**SELECTED EXTRACT**
++++++++

From a philosophical standpoint, the primary issues surrounding the morality of organ donation are semantical in nature. The debate over the definition of life, death, human, and body is ongoing. For example, whether or not a brain-dead patient ought to be kept artificially animate in order to preserve organs for harvesting is an ongoing problem in clinical bioethics.

Further, the use of cloning to produce organs with an identical genotype to the recipient has issues all its own. Cloning is still a controversial topic, more so when the clone is created with the express purpose of being destroyed for harvesting. While the benefit of such a cloned organ is a zero-percent chance of transplant rejection, the ethical issues involved with creating and killing a clone may outweigh these benefits.

A relatively new field of transplantation has reinvigorated the debate. Xenotransplantation, or the transfer of animal (usually pig) organs into human bodies promises to eliminate many of the ethical issues while creating many of its own. While xenotransplantation promises to increase supply of organs considerably, the threat of organ transplant rejection coupled with the general anathema to the somewhat alien idea decreases the functionality of the technique.

Teleological Issues

Organ donation is fast becoming an important bioethical issue from a social perspective as well. While most first-world nations have a legal system of oversight for organ transplantation, the fact remains that demand far outstrips supply. Consequently, there has arisen a black market often referred to as the transplant trade outside of the United States.

++++++++

**REQUIREMENT 1**
According to the passage on organ donation ethics, what is xenotransplantation?
**REQUIREMENT 2**
For each statement, say whether it agrees with the passage on organ donation ethics, quoting the deciding words: (a) A cloned organ carries a zero-percent chance of transplant rejection. (b) In first-world nations, the supply of organs exceeds demand. (c) The black market for organs is often called the transplant trade.
**REQUIREMENT 3**
Resume the passage on organ donation ethics after its final sentence.

**Entries from a dataset**
++++++++

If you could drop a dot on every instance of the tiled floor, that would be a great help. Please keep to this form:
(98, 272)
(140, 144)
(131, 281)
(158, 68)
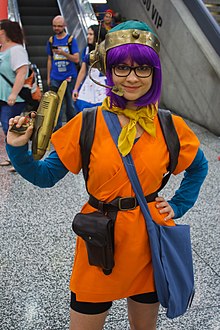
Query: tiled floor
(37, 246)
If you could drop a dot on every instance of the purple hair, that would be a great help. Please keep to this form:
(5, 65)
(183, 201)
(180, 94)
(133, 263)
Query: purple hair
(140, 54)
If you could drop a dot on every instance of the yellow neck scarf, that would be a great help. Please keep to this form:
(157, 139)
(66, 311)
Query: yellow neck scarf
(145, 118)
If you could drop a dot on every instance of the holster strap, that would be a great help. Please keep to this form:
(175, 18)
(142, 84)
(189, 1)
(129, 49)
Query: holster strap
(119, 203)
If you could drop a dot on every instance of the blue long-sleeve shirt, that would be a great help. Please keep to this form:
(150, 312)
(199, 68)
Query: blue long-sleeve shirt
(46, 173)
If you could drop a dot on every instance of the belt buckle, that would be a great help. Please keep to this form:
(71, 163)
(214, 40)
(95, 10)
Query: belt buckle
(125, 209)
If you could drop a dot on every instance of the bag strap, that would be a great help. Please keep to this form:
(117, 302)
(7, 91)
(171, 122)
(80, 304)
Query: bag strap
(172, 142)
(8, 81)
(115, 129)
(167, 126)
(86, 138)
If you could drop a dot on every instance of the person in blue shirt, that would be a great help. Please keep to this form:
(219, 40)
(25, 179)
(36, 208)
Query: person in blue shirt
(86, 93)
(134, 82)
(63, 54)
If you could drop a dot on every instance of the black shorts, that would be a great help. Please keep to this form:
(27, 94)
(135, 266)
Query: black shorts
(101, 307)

++++++++

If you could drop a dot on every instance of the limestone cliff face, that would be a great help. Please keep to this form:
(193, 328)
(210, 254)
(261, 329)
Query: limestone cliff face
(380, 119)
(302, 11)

++++++++

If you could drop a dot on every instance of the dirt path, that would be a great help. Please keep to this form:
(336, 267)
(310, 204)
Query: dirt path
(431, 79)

++++++++

**YOUR RESPONSE 1**
It is the transfer of animal (usually pig) organs into human bodies.

**YOUR RESPONSE 2**
(a) Yes: "the benefit of such a cloned organ is a zero-percent chance of transplant rejection"
(b) No: "the fact remains that demand far outstrips supply"
(c) Yes: "a black market often referred to as the transplant trade"

**YOUR RESPONSE 3**
On teleological or utilitarian grounds, the moral status of "black market organ donation" relies upon the ends, rather than the means. Insofar as those that donate organs are often impoverished and those that can afford afford black market organs are typically well-off, it would appear that there is an imbalance in the trade. In many cases, those in need of organs are put on waiting lists for legal organs for indeterminate lengths of time - many die while still on a waiting list.

The issues are weighty and controversial. On the one hand are those who contend that those who can afford to buy organs are "exploiting" those who are desperate enough to sell their organs. Many suggest this results in a growing inequality of status between the rich and the poor. On the other hand are those who contend that the desperate should be allowed to sell their organs, and that stopping them is merely contributing to their status as impoverished. Further, those in favor of the trade hold that "exploitation" is morally preferable to "death," and insofar as the choice lies between abstract notions of "justice" on the one hand and a dying person desperately in need of an organ on the other hand, the organ trade should be legalized.

Legalization of the organ trade carries with it its own sense of "justice" as well. Continuing black-market trade creates further disparity on the demand side: only the rich can afford such organs. Legalization of the international organ trade would lead to increased supply, lowering prices so that the poor might be able to afford such organs as well.

Exploitation arguments generally come from two main areas:

  • Physical exploitation suggests that the operations in question are quite risky, and, taking place in third-world hospitals or "back-alleys," even more risky. Yet, if the operations in question can be made safe, there is little threat to the donor.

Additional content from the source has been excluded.